AIM = Make an exact copy of the records, with the images left out.

========

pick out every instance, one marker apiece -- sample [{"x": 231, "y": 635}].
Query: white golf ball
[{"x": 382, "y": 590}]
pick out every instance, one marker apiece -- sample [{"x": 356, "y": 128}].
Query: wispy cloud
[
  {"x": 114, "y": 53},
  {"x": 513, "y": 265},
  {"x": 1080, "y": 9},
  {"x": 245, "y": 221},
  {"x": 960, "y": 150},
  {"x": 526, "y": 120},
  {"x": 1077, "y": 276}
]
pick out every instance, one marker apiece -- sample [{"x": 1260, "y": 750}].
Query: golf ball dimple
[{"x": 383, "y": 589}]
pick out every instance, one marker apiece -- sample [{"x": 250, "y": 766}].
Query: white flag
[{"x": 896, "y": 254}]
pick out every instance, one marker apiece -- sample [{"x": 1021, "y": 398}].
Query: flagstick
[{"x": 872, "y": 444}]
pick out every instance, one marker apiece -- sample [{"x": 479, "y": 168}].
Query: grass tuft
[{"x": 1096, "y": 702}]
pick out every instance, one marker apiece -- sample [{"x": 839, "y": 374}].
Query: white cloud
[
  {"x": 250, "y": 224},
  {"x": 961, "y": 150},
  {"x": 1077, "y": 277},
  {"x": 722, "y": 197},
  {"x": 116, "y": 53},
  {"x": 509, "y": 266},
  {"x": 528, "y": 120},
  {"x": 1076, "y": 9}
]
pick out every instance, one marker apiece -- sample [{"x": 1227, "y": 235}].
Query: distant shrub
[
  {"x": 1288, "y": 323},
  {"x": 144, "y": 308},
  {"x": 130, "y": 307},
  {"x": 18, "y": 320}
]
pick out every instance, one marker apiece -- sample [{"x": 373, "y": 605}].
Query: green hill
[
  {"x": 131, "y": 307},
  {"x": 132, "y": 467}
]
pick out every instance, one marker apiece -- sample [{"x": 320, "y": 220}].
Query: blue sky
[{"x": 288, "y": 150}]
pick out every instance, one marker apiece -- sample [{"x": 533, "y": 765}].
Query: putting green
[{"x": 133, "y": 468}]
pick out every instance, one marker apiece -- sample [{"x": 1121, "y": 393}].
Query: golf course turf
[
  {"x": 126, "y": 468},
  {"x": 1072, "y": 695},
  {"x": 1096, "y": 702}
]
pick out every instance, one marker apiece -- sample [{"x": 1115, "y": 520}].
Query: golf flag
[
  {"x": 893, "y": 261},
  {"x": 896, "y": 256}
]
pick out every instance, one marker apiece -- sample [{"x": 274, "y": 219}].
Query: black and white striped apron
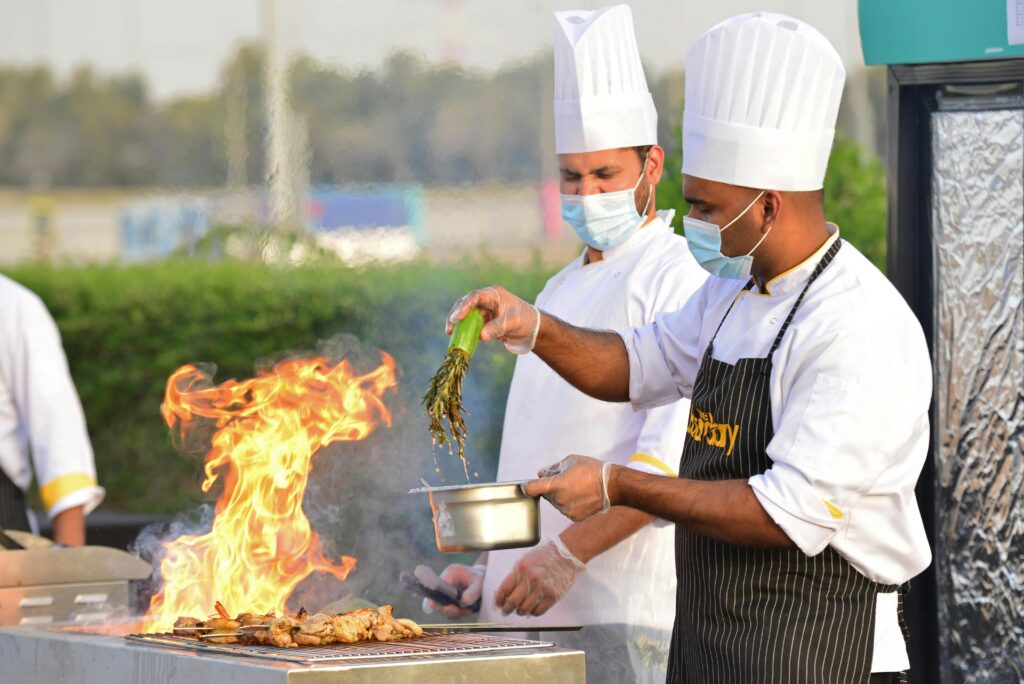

========

RESULT OF THE EXERCISE =
pick out every instance, one marker apiece -- sample [{"x": 231, "y": 635}].
Query: white golf ball
[{"x": 382, "y": 590}]
pick out every instance, one marker apiece -- sample [{"x": 356, "y": 128}].
Query: wispy cloud
[
  {"x": 114, "y": 53},
  {"x": 513, "y": 265},
  {"x": 1080, "y": 9},
  {"x": 245, "y": 221},
  {"x": 960, "y": 150},
  {"x": 526, "y": 120},
  {"x": 1077, "y": 276}
]
pick out every instance, one marker apiece -- sample [{"x": 1260, "y": 750}].
Query: golf ball dimple
[{"x": 383, "y": 589}]
pick out every instance, one marker apiece -- sample [{"x": 250, "y": 766}].
Query: white flag
[{"x": 896, "y": 254}]
pick out every instance, one marker apiece -- sample [{"x": 1021, "y": 398}].
Query: flagstick
[{"x": 872, "y": 444}]
pick out every instance, one marker apiece -- sample [{"x": 479, "y": 168}].
Query: grass tuft
[{"x": 1096, "y": 702}]
pick out every instance, one marker apiece -- sample [{"x": 839, "y": 374}].
Query: white cloud
[
  {"x": 250, "y": 224},
  {"x": 961, "y": 150},
  {"x": 1077, "y": 277},
  {"x": 722, "y": 197},
  {"x": 116, "y": 53},
  {"x": 509, "y": 266},
  {"x": 528, "y": 120},
  {"x": 1076, "y": 9}
]
pick out every instance, one marker apiece -- sample [{"x": 1227, "y": 235}].
Query: distant shrub
[
  {"x": 1288, "y": 323},
  {"x": 144, "y": 308},
  {"x": 130, "y": 307},
  {"x": 18, "y": 320}
]
pick out every instance, one marker apiece -- sample [{"x": 373, "y": 605}].
Query: green hill
[
  {"x": 131, "y": 307},
  {"x": 132, "y": 467}
]
pick out every instance, one marker apiece -- sample [{"x": 320, "y": 220}].
Query: blue sky
[{"x": 288, "y": 150}]
pick out every instance, one marker apiece -- sample [{"x": 533, "y": 765}].
Query: putting green
[{"x": 133, "y": 468}]
pick out every instance, one marker apiece -- sample [{"x": 1121, "y": 393}].
Query: golf course turf
[
  {"x": 126, "y": 468},
  {"x": 1072, "y": 695},
  {"x": 1096, "y": 702}
]
pick out every instance, one marker apiece -- sample [{"x": 1115, "y": 520}].
Query: golf flag
[
  {"x": 893, "y": 261},
  {"x": 896, "y": 256}
]
pick out every instance, one marker apiece -- sample [{"x": 274, "y": 219}].
Query: black and white striped apron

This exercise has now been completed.